**Linhas da tarefa**
■ ■ ■

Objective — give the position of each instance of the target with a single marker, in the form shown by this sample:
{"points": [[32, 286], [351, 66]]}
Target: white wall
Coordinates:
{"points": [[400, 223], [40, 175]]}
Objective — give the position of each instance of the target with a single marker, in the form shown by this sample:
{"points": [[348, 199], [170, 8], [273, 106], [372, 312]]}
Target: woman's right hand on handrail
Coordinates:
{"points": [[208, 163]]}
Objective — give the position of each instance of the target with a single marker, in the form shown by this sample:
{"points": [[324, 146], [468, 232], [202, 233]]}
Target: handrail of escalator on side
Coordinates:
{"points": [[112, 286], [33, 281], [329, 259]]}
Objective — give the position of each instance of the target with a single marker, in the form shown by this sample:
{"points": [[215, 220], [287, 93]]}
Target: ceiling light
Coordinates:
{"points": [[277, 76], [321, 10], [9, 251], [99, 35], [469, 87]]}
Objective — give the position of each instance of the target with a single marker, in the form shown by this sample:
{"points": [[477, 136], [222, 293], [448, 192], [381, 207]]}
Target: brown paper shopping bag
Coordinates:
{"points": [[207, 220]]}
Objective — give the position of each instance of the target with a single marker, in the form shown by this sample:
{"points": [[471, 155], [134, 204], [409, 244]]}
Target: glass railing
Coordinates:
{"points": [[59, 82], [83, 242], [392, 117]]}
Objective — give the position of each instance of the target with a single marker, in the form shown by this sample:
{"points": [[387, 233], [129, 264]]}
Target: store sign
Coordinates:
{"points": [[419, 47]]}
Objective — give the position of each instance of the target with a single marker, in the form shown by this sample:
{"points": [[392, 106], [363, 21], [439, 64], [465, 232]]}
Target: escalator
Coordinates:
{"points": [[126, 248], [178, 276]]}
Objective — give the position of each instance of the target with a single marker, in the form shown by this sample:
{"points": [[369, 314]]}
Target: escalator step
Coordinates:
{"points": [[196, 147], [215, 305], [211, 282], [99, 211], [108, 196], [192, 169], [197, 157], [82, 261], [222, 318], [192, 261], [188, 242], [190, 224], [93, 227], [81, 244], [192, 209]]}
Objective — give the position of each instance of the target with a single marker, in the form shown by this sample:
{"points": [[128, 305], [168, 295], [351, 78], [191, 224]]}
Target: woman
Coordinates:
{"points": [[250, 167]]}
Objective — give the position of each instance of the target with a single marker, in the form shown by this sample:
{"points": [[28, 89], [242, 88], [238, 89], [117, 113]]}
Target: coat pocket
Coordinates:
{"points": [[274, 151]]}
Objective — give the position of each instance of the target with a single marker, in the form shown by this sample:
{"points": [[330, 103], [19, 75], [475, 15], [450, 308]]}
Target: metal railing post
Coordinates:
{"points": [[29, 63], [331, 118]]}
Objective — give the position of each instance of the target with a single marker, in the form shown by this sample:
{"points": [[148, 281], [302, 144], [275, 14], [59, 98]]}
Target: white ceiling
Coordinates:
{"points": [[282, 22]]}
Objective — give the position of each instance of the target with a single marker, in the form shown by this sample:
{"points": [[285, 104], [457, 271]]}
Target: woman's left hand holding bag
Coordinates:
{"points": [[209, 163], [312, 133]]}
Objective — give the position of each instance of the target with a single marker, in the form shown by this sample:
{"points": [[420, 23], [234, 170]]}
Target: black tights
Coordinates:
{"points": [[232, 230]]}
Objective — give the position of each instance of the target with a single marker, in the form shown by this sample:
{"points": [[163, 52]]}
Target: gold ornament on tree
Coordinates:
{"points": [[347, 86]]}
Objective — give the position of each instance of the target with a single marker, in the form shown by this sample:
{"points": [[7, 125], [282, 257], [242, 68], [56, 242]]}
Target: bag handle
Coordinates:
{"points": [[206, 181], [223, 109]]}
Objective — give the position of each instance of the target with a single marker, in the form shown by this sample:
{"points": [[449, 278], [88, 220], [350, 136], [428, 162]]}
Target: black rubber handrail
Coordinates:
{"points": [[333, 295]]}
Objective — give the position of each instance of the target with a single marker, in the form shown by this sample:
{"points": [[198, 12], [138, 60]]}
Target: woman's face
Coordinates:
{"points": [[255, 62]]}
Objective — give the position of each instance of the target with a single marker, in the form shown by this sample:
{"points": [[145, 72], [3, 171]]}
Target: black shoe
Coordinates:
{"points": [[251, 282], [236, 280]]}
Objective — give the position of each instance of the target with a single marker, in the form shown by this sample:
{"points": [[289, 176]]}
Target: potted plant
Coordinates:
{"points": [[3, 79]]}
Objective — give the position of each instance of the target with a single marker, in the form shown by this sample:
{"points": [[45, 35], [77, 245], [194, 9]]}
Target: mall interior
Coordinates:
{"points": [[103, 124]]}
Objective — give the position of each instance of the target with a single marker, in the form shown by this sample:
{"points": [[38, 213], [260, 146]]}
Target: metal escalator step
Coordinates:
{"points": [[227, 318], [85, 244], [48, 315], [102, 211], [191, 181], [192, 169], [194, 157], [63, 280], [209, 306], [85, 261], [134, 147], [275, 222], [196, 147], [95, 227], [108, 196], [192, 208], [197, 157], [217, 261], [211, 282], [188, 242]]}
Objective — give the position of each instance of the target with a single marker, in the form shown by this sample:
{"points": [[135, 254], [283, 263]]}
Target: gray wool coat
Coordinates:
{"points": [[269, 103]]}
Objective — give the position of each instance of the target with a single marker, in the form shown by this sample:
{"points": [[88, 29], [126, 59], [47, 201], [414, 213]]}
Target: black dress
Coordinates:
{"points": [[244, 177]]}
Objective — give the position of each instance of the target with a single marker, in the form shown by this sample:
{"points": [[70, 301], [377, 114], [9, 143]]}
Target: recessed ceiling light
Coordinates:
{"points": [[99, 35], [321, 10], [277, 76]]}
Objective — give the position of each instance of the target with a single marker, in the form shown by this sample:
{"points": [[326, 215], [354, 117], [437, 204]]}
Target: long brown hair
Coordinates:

■ ■ ■

**O problema**
Localize as linhas acima que contêm a palavra "escalator" e copie cada uma delas. Considere diferenças entre maiúsculas e minúsculas.

**Exercício resolvido**
Target: handrail of escalator on side
Target: escalator
Target: escalator step
Target: metal escalator step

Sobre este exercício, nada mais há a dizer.